Tasks
(A) Answer these questions about the text on dating-app algorithms:
(i) What was the ranking algorithm originally used for?
(ii) Besides who swipes right on you, what else determines your ranking?
(iii) According to the text, what kind of compatibility does the system tend to prioritize?
(B) List every piece of information that the text on dating-app algorithms says the apps know about their users.
(C) Translate this sentence from the text on dating-app algorithms into Spanish: "For now, love is still too confusing to compute."

The apps are also constantly learning from user interactions and essentially tier-ranking them into informal levels of hotness – cough, excuse me – desirability.
“This data borrows an algorithm that was originally used to rank chess players,” says Michael.
“The algorithm wants to figure out who is a 9 out of 10 and who is a 4 out of 10 – and then match the 9s together.
“Your ranking is determined by who swipes right on you – but also what their rankings are. If all your likes come from 3s, then you’ll also be rated as a 3.”
The result, Michael says, is a system prioritising one kind of compatibility above others.
“This does push the apps toward making matches based on compatibility of physical appearance rather than personality, for example,” he says.
When Looks Lead the Algorithm
Prioritising physical markers of desirability might explain some strange statistics that appear on dating apps.
“Men tend to be taller and women shorter than the general population – apparently the short men and tall women are finding their perfect matches without apps,” says Michael, as if turning to the camera and winking.
So what extra data would these apps need to match our tall kings to their beloveds more effectively?
Credit: Kassandra Zaza/Canva
The Missing Data on Love
Ideally, researchers would know exactly what data the apps collect and be able to compare it with how long the resulting relationships actually last, says Michael.
“One could then build a predictive machine learning model of the whole system,” he says.
The problem? Dating apps rarely have that information. They know who matched, who swiped, who messaged – but not necessarily who met the love of their life.
Until these apps have a horrific amount of data about our personal lives, the algorithms guiding our romantic lives are doing the best they can with what they have. Patterns, guesses and no access to whatever metaphysical substance makes up the soul.
For now, love is still too confusing to compute.

Given entries
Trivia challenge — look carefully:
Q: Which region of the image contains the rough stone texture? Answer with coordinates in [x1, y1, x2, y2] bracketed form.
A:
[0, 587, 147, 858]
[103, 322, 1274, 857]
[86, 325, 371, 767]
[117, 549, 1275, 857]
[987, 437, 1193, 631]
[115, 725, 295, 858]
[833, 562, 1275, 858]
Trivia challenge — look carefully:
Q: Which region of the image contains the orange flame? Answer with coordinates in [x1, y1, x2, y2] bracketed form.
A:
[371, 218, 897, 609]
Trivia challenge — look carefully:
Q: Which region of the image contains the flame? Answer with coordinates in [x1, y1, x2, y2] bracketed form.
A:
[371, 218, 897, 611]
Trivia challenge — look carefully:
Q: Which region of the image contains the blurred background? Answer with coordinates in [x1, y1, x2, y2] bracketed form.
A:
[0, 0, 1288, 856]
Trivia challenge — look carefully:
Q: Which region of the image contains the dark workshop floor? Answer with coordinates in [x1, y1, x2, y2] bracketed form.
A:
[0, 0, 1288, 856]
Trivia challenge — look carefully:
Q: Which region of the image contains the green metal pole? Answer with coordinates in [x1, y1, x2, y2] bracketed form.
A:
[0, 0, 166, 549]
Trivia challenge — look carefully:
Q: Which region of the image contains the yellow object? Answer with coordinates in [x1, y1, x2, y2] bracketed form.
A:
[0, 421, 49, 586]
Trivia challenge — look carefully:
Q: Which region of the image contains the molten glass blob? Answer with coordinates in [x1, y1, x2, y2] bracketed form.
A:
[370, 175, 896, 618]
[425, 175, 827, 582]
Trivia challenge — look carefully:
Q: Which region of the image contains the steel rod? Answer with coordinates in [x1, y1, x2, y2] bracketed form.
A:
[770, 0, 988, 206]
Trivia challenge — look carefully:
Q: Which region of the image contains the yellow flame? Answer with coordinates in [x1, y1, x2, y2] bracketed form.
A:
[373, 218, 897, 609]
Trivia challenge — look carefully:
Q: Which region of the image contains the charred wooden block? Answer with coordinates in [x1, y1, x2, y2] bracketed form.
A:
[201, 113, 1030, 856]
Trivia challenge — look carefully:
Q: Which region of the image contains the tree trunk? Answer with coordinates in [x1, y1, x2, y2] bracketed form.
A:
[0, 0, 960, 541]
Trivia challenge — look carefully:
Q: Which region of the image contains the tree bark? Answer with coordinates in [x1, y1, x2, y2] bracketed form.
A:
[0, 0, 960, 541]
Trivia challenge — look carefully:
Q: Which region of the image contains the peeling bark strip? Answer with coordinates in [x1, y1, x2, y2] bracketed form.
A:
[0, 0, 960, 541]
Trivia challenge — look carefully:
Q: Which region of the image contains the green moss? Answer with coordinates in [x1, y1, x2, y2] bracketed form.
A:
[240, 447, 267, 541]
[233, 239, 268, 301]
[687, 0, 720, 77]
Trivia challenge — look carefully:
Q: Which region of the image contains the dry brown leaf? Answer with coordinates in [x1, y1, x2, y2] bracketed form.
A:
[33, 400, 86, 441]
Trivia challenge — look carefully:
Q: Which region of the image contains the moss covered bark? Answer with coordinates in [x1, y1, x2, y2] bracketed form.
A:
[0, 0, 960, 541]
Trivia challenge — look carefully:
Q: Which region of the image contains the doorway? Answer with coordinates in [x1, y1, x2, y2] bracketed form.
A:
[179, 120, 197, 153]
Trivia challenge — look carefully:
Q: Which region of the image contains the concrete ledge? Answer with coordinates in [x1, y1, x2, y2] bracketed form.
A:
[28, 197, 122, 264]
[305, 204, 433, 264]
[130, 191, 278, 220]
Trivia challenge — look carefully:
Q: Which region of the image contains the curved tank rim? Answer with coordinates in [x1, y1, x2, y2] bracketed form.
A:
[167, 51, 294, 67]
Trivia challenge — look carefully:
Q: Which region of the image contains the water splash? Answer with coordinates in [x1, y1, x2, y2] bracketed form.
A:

Responses per task
(A)
(i) Ranking chess players.
(ii) The rankings of the people who swipe right on you.
(iii) Compatibility of physical appearance, rather than personality.

(B)
- Who matched
- Who swiped
- Who messaged

(C) Por ahora, el amor sigue siendo demasiado confuso para calcularlo.